§ Source document:
┄┄┄┄┄┄
This article is written by Debottam Chattopadhyay and Aratrika Deb of School of Law, KIIT University, Bhubaneswar
Introduction
Exclusive Jurisdiction clauses are terms in a contract that provide for wavering the right of the parties to go to any of the civil courts having jurisdiction to resolve a dispute arising out of that contract by giving exclusive jurisdiction to one or more of the competent courts. Several issues arise while drafting such contracts including but not limited to issues such as:
- Validity under Indian Contract Act, 1872 (Contract Act) with specific reference to Section 28.
- The maxim “expressio unius est exclusio alterius”.
- The law with regards to foreign courts.
This article aims to analyse the statutory provisions various judgements to decipher the law related to exclusive jurisdiction clauses in India.
Statutory Provisions
Section 9 of Civil Procedure Code, 1908 (CPC) states that the Courts shall (subject to the provisions of CPC) have jurisdiction to try all suits of a civil nature except suits which are either expressly or impliedly barred.
┄┄┄┄┄┄
§ Provided information:
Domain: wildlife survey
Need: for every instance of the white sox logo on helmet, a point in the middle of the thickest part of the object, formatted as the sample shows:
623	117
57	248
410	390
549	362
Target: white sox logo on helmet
┄┄┄┄┄┄
§ The tasks:
• A. In the article on exclusive jurisdiction clauses, which section of the Civil Procedure Code, 1908 gives courts jurisdiction to try all suits of a civil nature except those expressly or impliedly barred?
• B. Quote the records above in full, copying every line character for character.

§ Answer set:
• A. Section 9

• B.
Domain: wildlife survey
Need: for every instance of the white sox logo on helmet, a point in the middle of the thickest part of the object, formatted as the sample shows:
623	117
57	248
410	390
549	362
Target: white sox logo on helmet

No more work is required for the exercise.